▶ _EXERCISE_
Revise the listing below by replacing every "pixel coordinates" with "image coordinates", keeping all other text unchanged.

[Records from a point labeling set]

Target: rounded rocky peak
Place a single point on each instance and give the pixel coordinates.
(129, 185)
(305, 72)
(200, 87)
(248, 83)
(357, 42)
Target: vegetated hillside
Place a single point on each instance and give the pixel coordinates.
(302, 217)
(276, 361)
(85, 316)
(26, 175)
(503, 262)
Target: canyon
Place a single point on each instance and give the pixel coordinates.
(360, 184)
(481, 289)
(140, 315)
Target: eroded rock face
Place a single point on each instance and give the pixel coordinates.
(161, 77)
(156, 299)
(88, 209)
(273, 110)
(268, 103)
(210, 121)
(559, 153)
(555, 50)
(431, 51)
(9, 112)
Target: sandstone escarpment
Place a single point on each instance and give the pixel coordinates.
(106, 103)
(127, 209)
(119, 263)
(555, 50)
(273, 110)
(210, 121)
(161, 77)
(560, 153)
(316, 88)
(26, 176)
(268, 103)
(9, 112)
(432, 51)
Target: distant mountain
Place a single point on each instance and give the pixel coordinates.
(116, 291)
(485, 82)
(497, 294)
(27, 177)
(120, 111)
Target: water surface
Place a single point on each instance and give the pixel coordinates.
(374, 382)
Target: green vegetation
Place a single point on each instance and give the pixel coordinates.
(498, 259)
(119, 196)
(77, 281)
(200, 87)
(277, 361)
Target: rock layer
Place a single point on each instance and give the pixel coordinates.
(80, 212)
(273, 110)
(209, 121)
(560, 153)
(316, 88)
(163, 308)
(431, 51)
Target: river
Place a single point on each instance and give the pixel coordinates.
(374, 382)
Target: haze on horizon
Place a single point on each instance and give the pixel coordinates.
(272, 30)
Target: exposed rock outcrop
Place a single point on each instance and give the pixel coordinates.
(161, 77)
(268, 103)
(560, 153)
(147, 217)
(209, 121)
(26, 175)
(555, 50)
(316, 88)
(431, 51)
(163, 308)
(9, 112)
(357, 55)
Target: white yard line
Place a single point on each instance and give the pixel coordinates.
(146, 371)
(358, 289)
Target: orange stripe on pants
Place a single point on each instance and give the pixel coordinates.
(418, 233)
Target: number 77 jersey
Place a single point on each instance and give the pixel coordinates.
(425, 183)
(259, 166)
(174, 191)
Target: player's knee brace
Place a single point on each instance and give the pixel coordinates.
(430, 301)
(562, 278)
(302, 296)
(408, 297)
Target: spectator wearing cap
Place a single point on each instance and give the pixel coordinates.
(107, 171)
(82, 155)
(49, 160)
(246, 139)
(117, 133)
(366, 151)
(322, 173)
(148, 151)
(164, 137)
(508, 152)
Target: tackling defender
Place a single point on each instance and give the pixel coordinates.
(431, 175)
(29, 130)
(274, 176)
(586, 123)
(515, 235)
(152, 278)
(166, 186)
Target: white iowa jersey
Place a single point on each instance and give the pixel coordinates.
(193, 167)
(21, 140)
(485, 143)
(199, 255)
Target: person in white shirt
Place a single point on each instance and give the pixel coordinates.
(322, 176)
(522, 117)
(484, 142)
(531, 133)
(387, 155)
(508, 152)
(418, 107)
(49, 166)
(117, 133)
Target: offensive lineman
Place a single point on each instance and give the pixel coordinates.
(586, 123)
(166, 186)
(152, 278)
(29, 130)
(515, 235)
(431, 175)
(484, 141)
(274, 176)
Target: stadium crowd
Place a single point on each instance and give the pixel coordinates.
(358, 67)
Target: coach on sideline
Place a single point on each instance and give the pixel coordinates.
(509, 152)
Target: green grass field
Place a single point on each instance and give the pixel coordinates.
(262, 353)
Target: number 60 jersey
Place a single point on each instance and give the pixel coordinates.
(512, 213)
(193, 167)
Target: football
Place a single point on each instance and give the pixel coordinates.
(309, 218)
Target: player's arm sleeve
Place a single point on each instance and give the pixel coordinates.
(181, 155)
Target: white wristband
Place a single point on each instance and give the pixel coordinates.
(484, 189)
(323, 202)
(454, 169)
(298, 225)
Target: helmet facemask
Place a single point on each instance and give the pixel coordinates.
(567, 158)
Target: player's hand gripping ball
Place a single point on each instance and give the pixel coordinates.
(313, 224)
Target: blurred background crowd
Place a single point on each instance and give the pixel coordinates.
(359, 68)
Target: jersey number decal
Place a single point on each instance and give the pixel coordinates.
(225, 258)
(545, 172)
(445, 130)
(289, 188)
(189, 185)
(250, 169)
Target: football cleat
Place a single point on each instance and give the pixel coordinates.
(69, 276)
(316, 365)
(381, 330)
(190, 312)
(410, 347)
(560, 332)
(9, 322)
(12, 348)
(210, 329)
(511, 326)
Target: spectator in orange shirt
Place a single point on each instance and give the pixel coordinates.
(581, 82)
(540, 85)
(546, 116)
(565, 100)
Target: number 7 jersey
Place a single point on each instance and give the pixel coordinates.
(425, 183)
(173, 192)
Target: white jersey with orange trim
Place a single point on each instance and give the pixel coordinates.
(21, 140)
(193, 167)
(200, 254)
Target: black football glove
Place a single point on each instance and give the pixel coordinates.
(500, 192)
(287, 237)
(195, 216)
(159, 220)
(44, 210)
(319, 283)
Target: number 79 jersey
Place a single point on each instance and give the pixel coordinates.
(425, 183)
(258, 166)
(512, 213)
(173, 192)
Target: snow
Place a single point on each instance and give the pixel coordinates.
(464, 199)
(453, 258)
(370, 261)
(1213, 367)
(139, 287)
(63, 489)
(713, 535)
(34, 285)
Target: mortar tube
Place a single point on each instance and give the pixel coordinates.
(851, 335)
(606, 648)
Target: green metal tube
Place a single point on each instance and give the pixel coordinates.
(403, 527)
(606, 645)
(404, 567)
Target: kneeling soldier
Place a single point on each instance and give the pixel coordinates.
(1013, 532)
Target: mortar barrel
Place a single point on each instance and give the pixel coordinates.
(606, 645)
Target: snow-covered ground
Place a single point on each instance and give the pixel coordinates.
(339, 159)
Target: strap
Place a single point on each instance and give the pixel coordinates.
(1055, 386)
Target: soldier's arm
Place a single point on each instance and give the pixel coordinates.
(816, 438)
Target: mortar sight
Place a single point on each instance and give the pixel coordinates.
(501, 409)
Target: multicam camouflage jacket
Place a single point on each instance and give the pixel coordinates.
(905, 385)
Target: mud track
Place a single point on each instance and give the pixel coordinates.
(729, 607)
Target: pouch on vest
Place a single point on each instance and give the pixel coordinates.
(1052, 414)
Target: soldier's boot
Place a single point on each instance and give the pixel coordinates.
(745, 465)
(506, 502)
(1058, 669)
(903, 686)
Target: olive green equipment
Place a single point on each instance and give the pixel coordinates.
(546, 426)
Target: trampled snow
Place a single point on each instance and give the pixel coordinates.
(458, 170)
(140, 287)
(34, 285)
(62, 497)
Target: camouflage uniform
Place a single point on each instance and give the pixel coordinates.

▶ _ANSWER TO THIS EXERCISE_
Target: rounded rocky peak
Place a single point on each instance and give the image coordinates.
(129, 185)
(305, 72)
(200, 87)
(248, 83)
(357, 42)
Target: vegetated hillside
Place a single point on each instance and give the image coordinates.
(302, 217)
(276, 361)
(85, 316)
(26, 175)
(503, 262)
Target: canyon
Place a single point on each instance and give the image coordinates.
(360, 184)
(481, 289)
(140, 315)
Target: eroded rock face
Place a single point on each instance and give the image coordinates.
(161, 77)
(156, 299)
(88, 209)
(273, 110)
(268, 103)
(210, 121)
(559, 153)
(555, 50)
(431, 51)
(9, 112)
Target: sandstone escarpment
Place a single point on each instance and give the image coordinates.
(106, 103)
(127, 209)
(119, 263)
(555, 50)
(273, 110)
(210, 121)
(161, 77)
(560, 153)
(316, 88)
(26, 176)
(268, 103)
(9, 112)
(432, 51)
Target: distant mountain
Place a single point on each instance and give the image coordinates.
(116, 291)
(485, 82)
(497, 294)
(27, 177)
(120, 111)
Target: water surface
Place a single point on each instance and give the image coordinates.
(374, 382)
Target: green vegetation
Place a single point on each instance and give the image coordinates.
(498, 259)
(119, 196)
(77, 281)
(200, 87)
(277, 361)
Target: rock layer
Place a single point on each instance and give the image coordinates.
(80, 212)
(273, 110)
(209, 121)
(560, 153)
(316, 88)
(163, 308)
(431, 51)
Target: river
Place a single point on each instance and give the image coordinates.
(374, 382)
Target: haze on horizon
Place a single point on each instance and give the image coordinates.
(272, 30)
Target: exposed rock outcrop
Place a single point on each instance and give the image coordinates.
(161, 77)
(268, 103)
(560, 153)
(147, 217)
(209, 121)
(26, 175)
(555, 50)
(316, 88)
(431, 51)
(163, 308)
(9, 112)
(357, 55)
Target: white yard line
Place a single point on each instance and give the image coordinates.
(146, 371)
(358, 289)
Target: orange stripe on pants
Place a single point on each instance and give the image coordinates.
(418, 233)
Target: number 77 jersey
Place a single point on each instance and give the image coordinates.
(425, 183)
(259, 166)
(174, 191)
Target: player's knee brace
Place a single point on each instance and give the image coordinates.
(430, 301)
(562, 278)
(302, 296)
(408, 297)
Target: spectator wearing cap
Place a single point on each instance and give the image coordinates.
(107, 171)
(82, 155)
(49, 160)
(246, 139)
(117, 133)
(366, 151)
(322, 173)
(148, 151)
(164, 137)
(508, 152)
Target: tackling defender
Place a single point on each instance and give the image coordinates.
(431, 175)
(29, 130)
(274, 176)
(586, 123)
(515, 235)
(152, 278)
(166, 186)
Target: white iowa jersey
Place a single point on each instance and give the image coordinates.
(193, 167)
(21, 140)
(485, 143)
(199, 255)
Target: person in white shirt
Place a single point on each instance and give the image coordinates.
(322, 176)
(522, 117)
(484, 142)
(531, 133)
(387, 155)
(508, 152)
(418, 107)
(49, 166)
(117, 133)
Target: offensive lineman
Place a single point on each instance and give the image coordinates.
(586, 123)
(166, 186)
(152, 278)
(29, 130)
(515, 235)
(431, 175)
(484, 141)
(274, 176)
Target: stadium crowd
Place a single point on each instance and give the image coordinates.
(358, 67)
Target: coach on sideline
Place a single point on each instance and give the image coordinates.
(509, 152)
Target: green grass field
Place a single point on each instance and give the image coordinates.
(262, 353)
Target: number 60 jersey
Place a single point on each instance and give the image coordinates.
(512, 213)
(193, 167)
Target: football
Place a single point on each instance and give the image coordinates.
(309, 218)
Target: player's arm sleeve
Place a single point on each instance and give the image coordinates.
(181, 155)
Target: white wristband
Place a single point on each instance and give the image coordinates.
(484, 189)
(323, 202)
(454, 169)
(298, 225)
Target: helmet facemask
Place a single point on each instance and give the image coordinates.
(567, 158)
Target: player's hand gripping ball
Place a single point on each instance and give the image coordinates.
(313, 224)
Target: blurred background crowd
Place a single point on each instance and give the image coordinates.
(359, 68)
Target: jersey number decal
Place a single point on each instance and give the image coordinates.
(225, 258)
(545, 172)
(445, 130)
(289, 188)
(189, 185)
(250, 169)
Target: football cleat
Place a single point on each instance and give the image coordinates.
(69, 276)
(316, 365)
(381, 330)
(190, 312)
(410, 347)
(560, 332)
(9, 322)
(12, 348)
(210, 329)
(511, 326)
Target: spectator in orange shirt
Place a single point on each instance and give the image coordinates.
(581, 82)
(540, 85)
(546, 116)
(565, 100)
Target: number 7 jersey
Place a single point on each instance and give the image coordinates.
(425, 183)
(173, 192)
Target: white jersey with orange trim
Place a single point on each instance and give the image coordinates.
(21, 140)
(193, 167)
(200, 254)
Target: black football glove
Place a single point on each instance and give the image coordinates.
(500, 192)
(287, 237)
(195, 216)
(159, 220)
(44, 210)
(319, 283)
Target: number 79 jersey
Place a single point on each instance and give the image coordinates.
(425, 183)
(258, 166)
(512, 213)
(173, 192)
Target: snow
Place a single point on each instance and give the image coordinates.
(464, 199)
(453, 258)
(370, 261)
(1213, 367)
(139, 287)
(63, 489)
(713, 535)
(34, 285)
Target: mortar tube
Place a single point on each instance and give the image coordinates.
(851, 335)
(606, 648)
Target: green metal tube
Place a single point on each instance and give the image coordinates.
(403, 527)
(606, 645)
(404, 567)
Target: kneeling soldier
Place a single point on each instance and give the image coordinates.
(1013, 532)
Target: mortar barrel
Place a single point on each instance and give the image coordinates.
(606, 645)
Target: snow-covered ground
Place a single point on each instance and give the image coordinates.
(339, 159)
Target: strap
Place a single point on each instance and give the image coordinates.
(1055, 386)
Target: soldier's arm
Place a single point on each instance and give the image coordinates.
(816, 438)
Target: mortar sight
Place a single point on each instance and give the image coordinates.
(501, 409)
Target: multicam camouflage jacket
Place a single point on each instance and give the image coordinates.
(905, 385)
Target: mud track
Place a single point on each instance and give the image coordinates.
(729, 607)
Target: pouch on vest
Place a single point on each instance and give the image coordinates.
(1052, 414)
Target: soldier's boot
Place a single point on each instance and give the image coordinates.
(745, 465)
(506, 502)
(1058, 669)
(903, 686)
Target: olive green equipment
Place a single point on each instance and give the image coordinates.
(546, 426)
Target: trampled snow
Place a single point on each instance and give the image coordinates.
(458, 170)
(140, 287)
(34, 285)
(62, 497)
Target: camouflage uniform
Place a single point on each instance and give the image coordinates.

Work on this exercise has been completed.